* [Work required]: Continue the documentation of the gated network blocks, starting right after its final sentence.

* [Passage to read]:
The device all weights, biases, activations, etc. reside on.

property dim

The hidden dimension after gating.

property dtype

The dtype of all weights, biases, activations, and parameters.

forward(inp)[source]

Forward pass through a gated linear unit (GLU) with a hidden layer.

Parameters:

inp (Tensor) – The size of the last dimension is expected to be mod_dim.

Returns:

Same dimensions and sizes as the input tensor.

Return type:

Tensor

property mod_dim

The model dimension.

new()[source]

Return a fresh, new instance with exactly the same parameters.

Returns:

A fresh, new instance of itself.

Return type:

GatedHiddenBlock

reset_parameters()[source]

Re-initialize the internal parameters of the block.

class GatedActivatedBlock(mod_dim, activate=ELU(alpha=1.0), gate=Sigmoid(), bias=True, device='cpu', dtype=torch.float32)[source]

Bases: Block

Gated Residual Network (GRN) for efficiently extracting information.

Parameters:
  • mod_dim (int) – Size of the feature space. The input tensor is expected to be of that size in its last dimension and the output will again have this size in its last dimension.

  • activate (Module or function, optional) – The activation function to be applied after (linear) projection, but prior to gating. Must be a callable that accepts a tensor as sole argument, like a module from torch.nn or a function from torch.nn.functional, depending on whether it needs to be further parameterized or not. Defaults to an ELU activation.

  • gate (Module or function, optional) – The activation function to be applied to half of the (non-linearly) projected input before multiplying with the other half. Must be a callable that accepts a tensor as sole argument, like a module from torch.nn or a function from torch.nn.functional, depending on whether it needs to be further parameterized or not. Defaults to a sigmoid.

  • bias (bool, optional) – Whether to add a learnable bias vector in the projections. Defaults to True.

  • device (str or torch.device, optional) – Torch device to first create the block on. Defaults to “cpu”.

  • dtype (torch.dtype, optional) – Torch dtype to first create the block in. Defaults to torch.float.

Note

Inspired by Gated Residual Network (GRN) introduced in [1], this module (linearly) projects the input, applies a non-linearity, and gates the result by a sigmoid activation of a projection of the same intermediate representation, giving the model per-dimension control over how much non-linearity contributes to the output.

References

property device

The device all weights, biases, activations, etc. reside on.

property dtype

The dtype of all weights, biases, activations, and parameters.

forward(inp)[source]

Forward pass through a single gated residual network (GRN).

* [Listed entries]:
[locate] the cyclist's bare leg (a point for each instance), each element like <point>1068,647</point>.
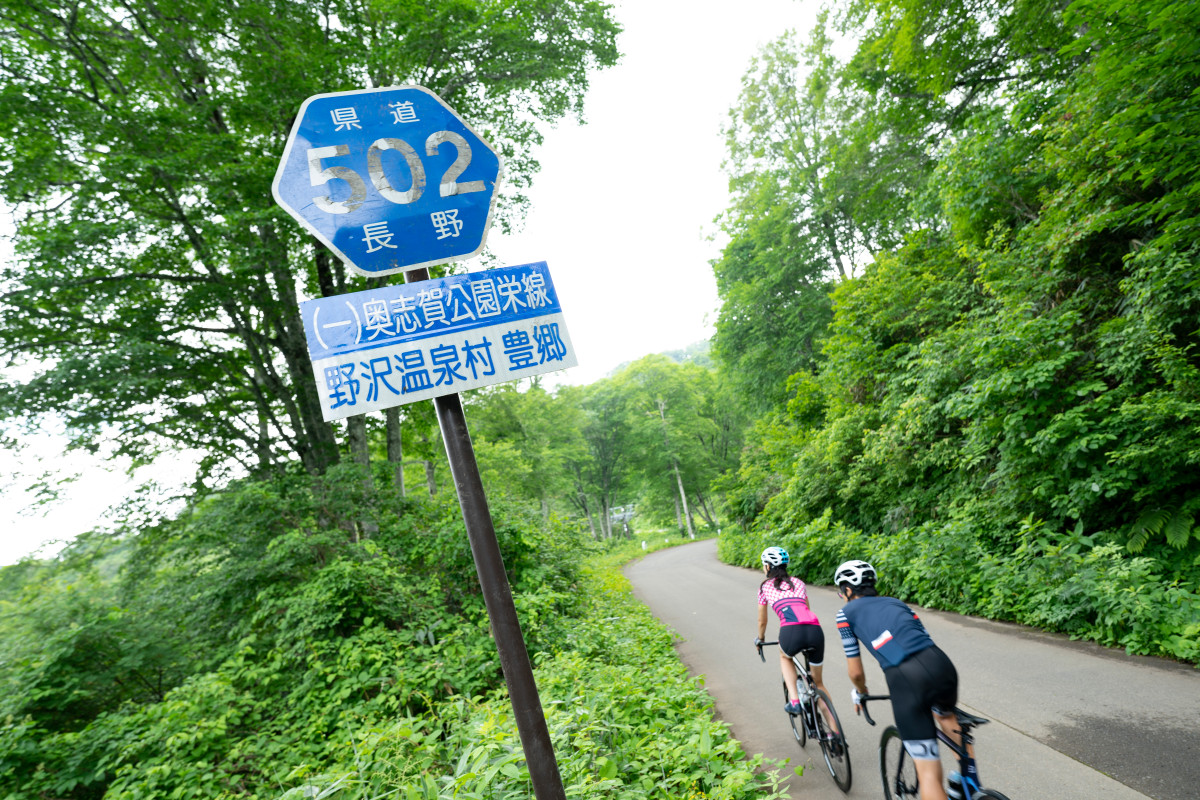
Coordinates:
<point>790,677</point>
<point>929,775</point>
<point>816,672</point>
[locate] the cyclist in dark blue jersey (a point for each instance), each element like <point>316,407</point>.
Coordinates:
<point>922,680</point>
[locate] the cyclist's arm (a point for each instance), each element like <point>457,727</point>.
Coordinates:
<point>857,674</point>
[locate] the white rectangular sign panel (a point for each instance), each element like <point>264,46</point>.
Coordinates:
<point>408,342</point>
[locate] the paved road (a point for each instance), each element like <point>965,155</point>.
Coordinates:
<point>1071,721</point>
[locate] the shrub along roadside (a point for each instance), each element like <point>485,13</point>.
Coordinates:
<point>625,719</point>
<point>1056,581</point>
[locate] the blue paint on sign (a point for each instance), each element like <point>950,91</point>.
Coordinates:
<point>401,343</point>
<point>389,179</point>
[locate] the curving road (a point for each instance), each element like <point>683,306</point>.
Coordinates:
<point>1071,721</point>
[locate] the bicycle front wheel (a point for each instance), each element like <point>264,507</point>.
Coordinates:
<point>897,768</point>
<point>833,740</point>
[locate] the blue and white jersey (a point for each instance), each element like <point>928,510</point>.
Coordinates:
<point>889,629</point>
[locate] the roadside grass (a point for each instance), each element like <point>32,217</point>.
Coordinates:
<point>625,719</point>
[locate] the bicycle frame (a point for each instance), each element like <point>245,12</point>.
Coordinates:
<point>966,723</point>
<point>817,721</point>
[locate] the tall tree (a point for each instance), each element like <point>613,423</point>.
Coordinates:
<point>154,301</point>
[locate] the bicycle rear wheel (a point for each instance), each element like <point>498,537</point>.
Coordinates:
<point>797,722</point>
<point>833,741</point>
<point>897,768</point>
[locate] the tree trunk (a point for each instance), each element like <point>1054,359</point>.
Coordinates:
<point>431,477</point>
<point>683,497</point>
<point>706,511</point>
<point>357,432</point>
<point>395,449</point>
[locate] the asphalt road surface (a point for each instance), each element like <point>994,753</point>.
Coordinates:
<point>1071,721</point>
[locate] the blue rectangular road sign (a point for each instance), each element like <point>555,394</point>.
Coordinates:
<point>402,343</point>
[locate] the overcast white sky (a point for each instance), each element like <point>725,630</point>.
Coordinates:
<point>621,212</point>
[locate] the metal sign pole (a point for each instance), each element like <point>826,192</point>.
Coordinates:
<point>547,783</point>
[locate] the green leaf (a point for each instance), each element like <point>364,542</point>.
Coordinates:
<point>1179,529</point>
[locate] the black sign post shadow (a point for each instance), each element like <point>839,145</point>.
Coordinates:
<point>502,613</point>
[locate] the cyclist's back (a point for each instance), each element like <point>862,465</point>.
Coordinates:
<point>891,630</point>
<point>922,679</point>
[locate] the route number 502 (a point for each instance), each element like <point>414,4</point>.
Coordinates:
<point>448,186</point>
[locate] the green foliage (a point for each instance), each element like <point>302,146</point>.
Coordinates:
<point>365,669</point>
<point>1061,582</point>
<point>246,637</point>
<point>154,300</point>
<point>1025,344</point>
<point>623,715</point>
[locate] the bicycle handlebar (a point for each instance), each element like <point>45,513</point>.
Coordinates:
<point>865,698</point>
<point>760,644</point>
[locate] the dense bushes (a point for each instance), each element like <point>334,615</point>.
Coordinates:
<point>261,645</point>
<point>624,716</point>
<point>1059,581</point>
<point>1006,405</point>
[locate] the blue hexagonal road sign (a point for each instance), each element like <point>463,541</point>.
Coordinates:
<point>390,179</point>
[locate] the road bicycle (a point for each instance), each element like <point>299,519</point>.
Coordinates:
<point>816,720</point>
<point>899,771</point>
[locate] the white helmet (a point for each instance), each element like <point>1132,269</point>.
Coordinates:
<point>774,557</point>
<point>856,573</point>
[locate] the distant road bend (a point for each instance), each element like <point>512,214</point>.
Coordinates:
<point>1071,721</point>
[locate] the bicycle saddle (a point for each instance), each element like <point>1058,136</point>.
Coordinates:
<point>969,719</point>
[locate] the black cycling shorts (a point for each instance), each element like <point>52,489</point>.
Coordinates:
<point>793,638</point>
<point>922,681</point>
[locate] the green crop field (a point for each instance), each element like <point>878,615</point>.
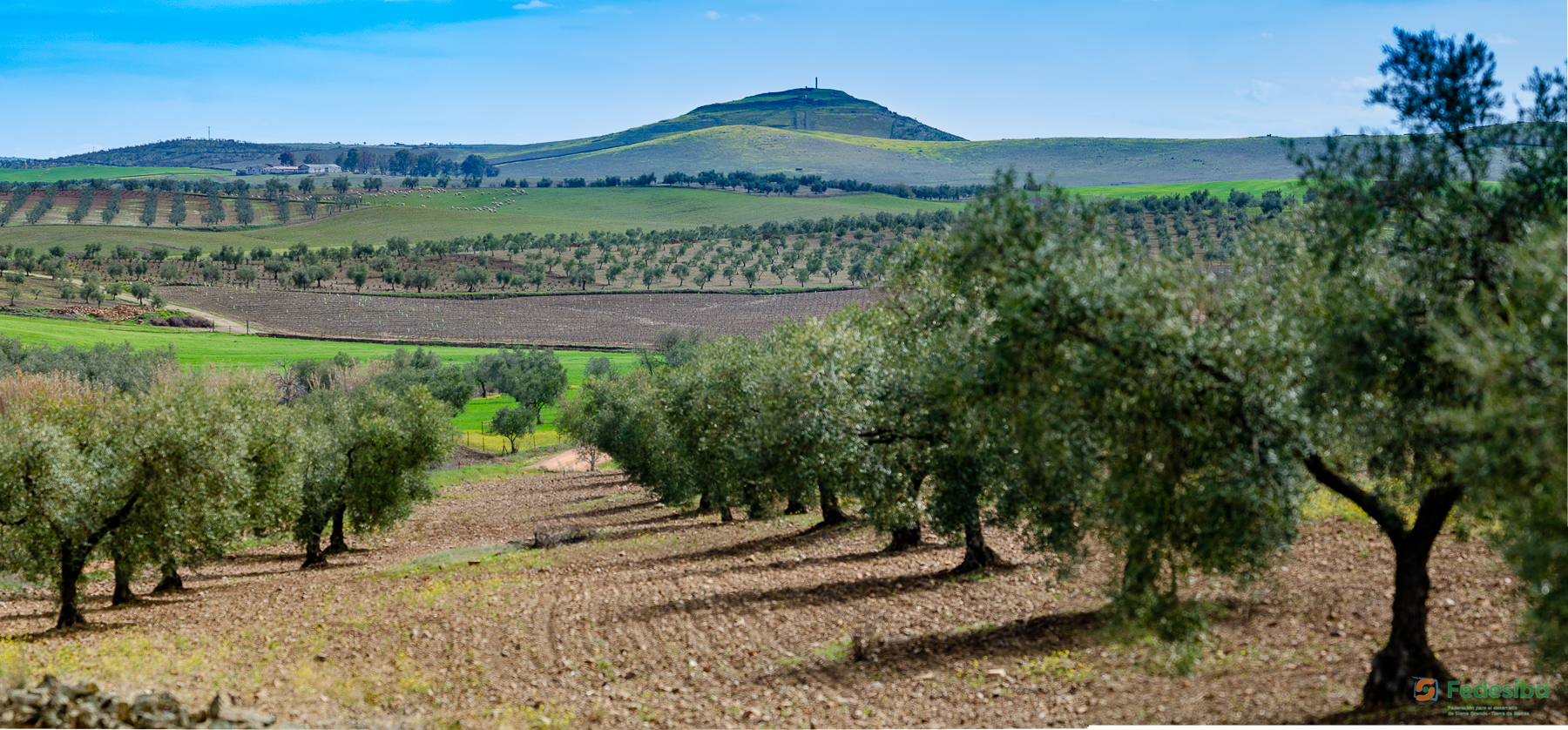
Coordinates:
<point>90,172</point>
<point>1217,188</point>
<point>554,210</point>
<point>196,348</point>
<point>199,348</point>
<point>1071,162</point>
<point>564,210</point>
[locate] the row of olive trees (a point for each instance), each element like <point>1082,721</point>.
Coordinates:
<point>1031,372</point>
<point>118,455</point>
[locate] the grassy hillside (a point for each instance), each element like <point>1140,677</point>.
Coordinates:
<point>98,171</point>
<point>1071,162</point>
<point>1217,188</point>
<point>827,110</point>
<point>564,210</point>
<point>234,152</point>
<point>250,351</point>
<point>554,210</point>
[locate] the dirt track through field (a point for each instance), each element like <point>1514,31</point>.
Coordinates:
<point>660,619</point>
<point>566,320</point>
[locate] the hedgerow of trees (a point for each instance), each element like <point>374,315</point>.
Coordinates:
<point>121,455</point>
<point>1397,341</point>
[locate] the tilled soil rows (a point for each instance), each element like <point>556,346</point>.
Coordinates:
<point>660,619</point>
<point>593,320</point>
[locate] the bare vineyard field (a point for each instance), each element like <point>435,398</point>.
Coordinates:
<point>566,320</point>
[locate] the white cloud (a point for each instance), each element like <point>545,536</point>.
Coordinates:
<point>1261,91</point>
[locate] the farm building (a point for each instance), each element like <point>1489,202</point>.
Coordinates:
<point>272,170</point>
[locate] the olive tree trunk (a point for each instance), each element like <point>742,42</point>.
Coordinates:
<point>71,566</point>
<point>1407,653</point>
<point>909,536</point>
<point>337,543</point>
<point>831,512</point>
<point>170,578</point>
<point>313,551</point>
<point>977,555</point>
<point>125,571</point>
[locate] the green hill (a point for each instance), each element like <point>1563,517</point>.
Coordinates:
<point>801,131</point>
<point>1070,162</point>
<point>433,213</point>
<point>807,110</point>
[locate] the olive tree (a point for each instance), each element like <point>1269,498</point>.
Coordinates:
<point>1395,268</point>
<point>368,459</point>
<point>84,467</point>
<point>513,423</point>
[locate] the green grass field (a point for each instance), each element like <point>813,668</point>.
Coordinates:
<point>198,348</point>
<point>94,171</point>
<point>554,210</point>
<point>1217,188</point>
<point>1070,162</point>
<point>566,210</point>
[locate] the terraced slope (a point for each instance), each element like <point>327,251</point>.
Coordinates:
<point>1070,162</point>
<point>817,110</point>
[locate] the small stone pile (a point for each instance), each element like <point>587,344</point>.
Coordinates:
<point>55,704</point>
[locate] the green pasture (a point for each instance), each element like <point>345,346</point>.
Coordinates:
<point>96,171</point>
<point>551,210</point>
<point>1215,188</point>
<point>72,237</point>
<point>253,351</point>
<point>566,210</point>
<point>199,348</point>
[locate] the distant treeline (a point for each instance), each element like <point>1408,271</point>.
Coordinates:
<point>762,184</point>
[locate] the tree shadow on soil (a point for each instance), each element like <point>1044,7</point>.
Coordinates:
<point>797,598</point>
<point>91,627</point>
<point>615,510</point>
<point>807,537</point>
<point>1035,635</point>
<point>1436,713</point>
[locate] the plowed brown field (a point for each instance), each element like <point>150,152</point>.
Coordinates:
<point>672,621</point>
<point>566,320</point>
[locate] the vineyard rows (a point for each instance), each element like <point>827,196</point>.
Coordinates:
<point>570,320</point>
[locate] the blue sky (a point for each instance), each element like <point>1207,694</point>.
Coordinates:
<point>91,74</point>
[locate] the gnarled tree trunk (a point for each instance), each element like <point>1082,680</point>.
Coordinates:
<point>1407,653</point>
<point>313,551</point>
<point>337,543</point>
<point>125,571</point>
<point>831,512</point>
<point>71,566</point>
<point>909,536</point>
<point>172,578</point>
<point>977,555</point>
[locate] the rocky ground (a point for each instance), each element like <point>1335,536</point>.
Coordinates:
<point>648,618</point>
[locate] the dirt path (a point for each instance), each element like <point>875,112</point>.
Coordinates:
<point>574,459</point>
<point>672,621</point>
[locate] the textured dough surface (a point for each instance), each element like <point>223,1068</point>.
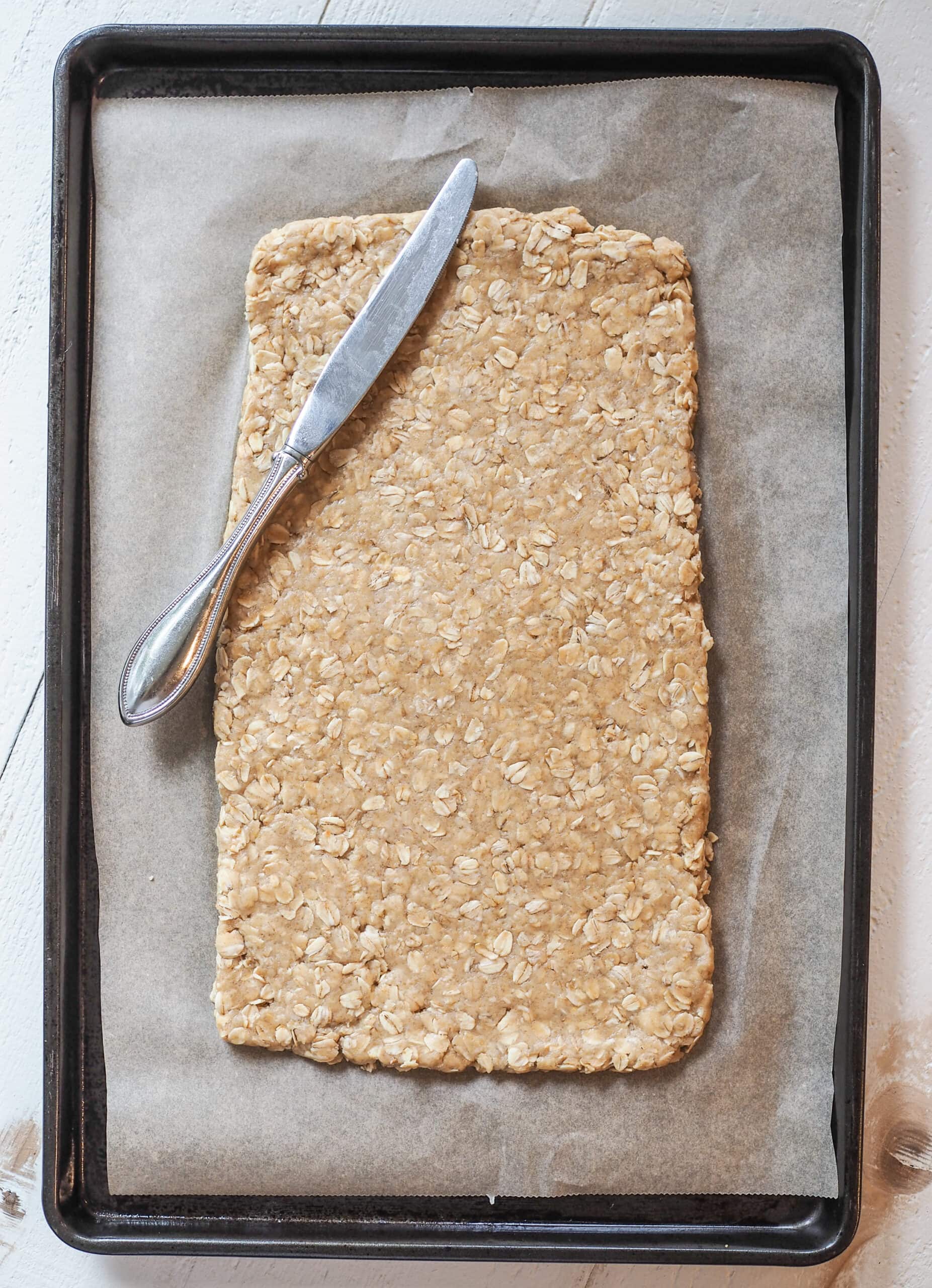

* [The output]:
Parameters:

inp (Tensor) – The size of the last dimension is expected to be mod_dim.

Returns:

Same dimensions and sizes as the input tensor.

Return type:

Tensor

property mod_dim

The model dimension.

new()[source]

Return a fresh, new instance with exactly the same parameters.

Returns:

A fresh, new instance of itself.

Return type:

GatedActivatedBlock

reset_parameters()[source]

Re-initialize the internal parameters of the block.

class SkipConnection(block, dropout=0.0, norm_first=True, norm_cls=<class 'swak.pt.misc.identity.Identity'>, *args, device='cpu', dtype=torch.float32, **kwargs)[source]

Bases: Block

Add a residual/skip connection around the wrapped neural-network block.

Parameters:
  • block (Block) – The block to wrap the residual/skip connection around. The reason why this cannot simply be a Module is that currently PyTorch does not provide a reasonable way of cloning them.

  • dropout (float, optional) – The amount of dropout to apply to the block’s output before adding it back to the activated residual. Defaults to 0.

  • norm_first (bool, optional) – If True, normalize the inputs before passing them through the block and adding the outputs to the raw inputs. If False, pass inputs through the block first and normalize the sum of the inputs and outputs afterward. Defaults to True.

  • norm_cls (type, optional) – The class of the norm to be applied after adding input to output, e.g., LayerNorm or BatchNorm1d. Again, this is needed to easily create a fresh, new instances with equal, but independent parameters. Defaults to Identity, resulting in no normalization.

  • *args – Arguments used to initialize an instance of norm_cls.

  • device (str or torch.device, optional) – Torch device to first create the block on. Defaults to “cpu”.

  • dtype (torch.dtype, optional) – Torch dtype to first create the block in. Defaults to torch.float.

  • **kwargs – Keyword arguments used to initialize an instance of norm_cls.

See also

Identity

property device

The device all weights, biases, activations, etc. reside on.

property dtype

The dtype of all weights, biases, activations, and parameters.

forward(inp)[source]

Forward pass through a block with the input added to the output.

Parameters:

inp (Tensor) – The size of the last dimension is expected to be mod_dim.

Returns:

Same dimensions and sizes as the input tensor.

Return type:

Tensor

property mod_dim

The model dimension.

new()[source]

Return a fresh, new instance with exactly the same parameters.

Returns:

A fresh, new instance of itself.

Return type:

SkipConnection

reset_parameters()[source]

Re-initialize the internal parameters of the block and the norm.

class Repeat(skip, n_layers=2, device='cpu', dtype=torch.float32)[source]

Bases: Block

Repeat a skip-connection, distilling ever finer detail from your data.

Parameters:
  • skip (SkipConnection) – An instance of a SkipConnection to repeat.

  • n_layers (int, optional) – How often to repeat the skip. Defaults to 2.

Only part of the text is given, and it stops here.